### EXTRAIT FOURNI
* * * * * * *

Les comédiens ont été associés à l’écriture ; ce sont de grands acteurs cubains, c’est leur histoire et Laurent Cantet a voulu simplement en être le passeur : humilité bien singulière dans le cinéma d’aujourd’hui. Afin de leur laisser une grande liberté, le film a été tourné à deux caméras. La mise en images est tout simplement prodigieuse, et constitue, avec la rédaction du scénario, une vraie leçon de cinéma. Elle a nécessité ensuite un montage au cordeau pour se faire oublier et donner ainsi au spectateur l’impression d’être le sixième invité. Retour à Ithaque se tient en permanence aux antipodes des affèteries de la modernité : Laurent Cantet ne fait pas du cinéma pour faire admirer son nombril mais pour parler du monde à ses spectateurs (un vrai archaïque pour les Inrocks ou Libé !). Pour autant, son film n’est sûrement pas du théâtre filmé comme certains ont pu l’écrire notamment sur internet mais un blog ne fait pas la compétence : en l’espèce, il faut être littéralement aveugle pour ne pas voir le cinéma à l’œuvre et de quelle manière dans Retour à Ithaque.

* * * * * * *

### INFORMATIONS FOURNIES
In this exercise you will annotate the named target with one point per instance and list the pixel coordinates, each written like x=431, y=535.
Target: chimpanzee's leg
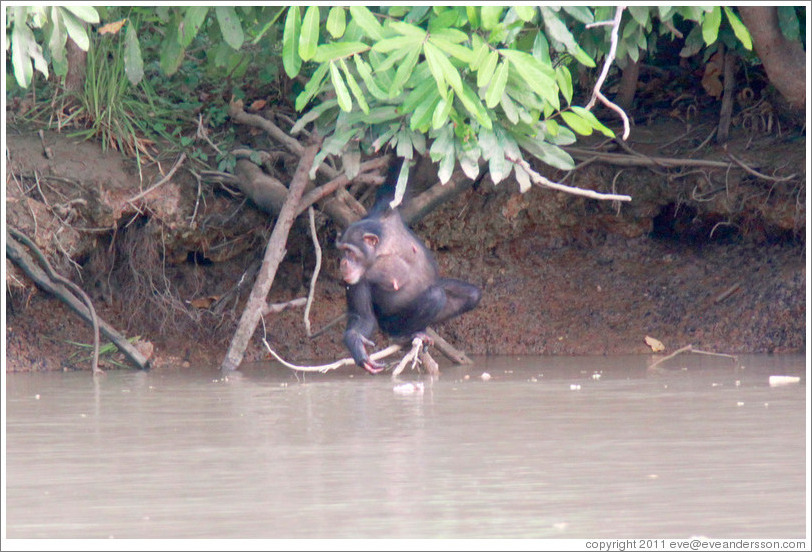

* * * * * * *

### LISTE DES TÂCHES
(1) D'après l'extrait sur le film Retour à Ithaque, avec combien de caméras le film a-t-il été tourné ?
(2) Écrivez la suite de l'extrait sur le film Retour à Ithaque, à partir de sa dernière phrase.
On peut se passer du listing.

### RÉPONSES PAR TÂCHE
(1) Le film a été tourné à deux caméras.

(2)
Il convient surtout de ne pas réduire Retour à Ithaque à sa dimension cubaine. Il touchera tout spectateur qui vit le temps du retour sur son histoire personnelle et cela d’autant que Cuba a joué un rôle majeur dans la construction politique d’un grand nombre d’individus en France (gageons que Laurent Cantet en fait partie !) et dans le monde. Laurent Cantet a pu tourner à Cuba avec toutes les autorisations nécessaires : c’est déjà une bonne nouvelle. Reste bien évidemment à résoudre la question sensible de la diffusion sur l’île et en direction du public cubain… Le film s’achève sur l’explication par Amadeo de son Retour à Ithaque. L’aube pointe à l’horizon et Amadeo finit par dire à ses amis qu’il est revenu parce qu’il a réussi à vaincre sa peur et qu’il ne craint plus désormais de "les" affronter : une petite lueur dissipe la nuit !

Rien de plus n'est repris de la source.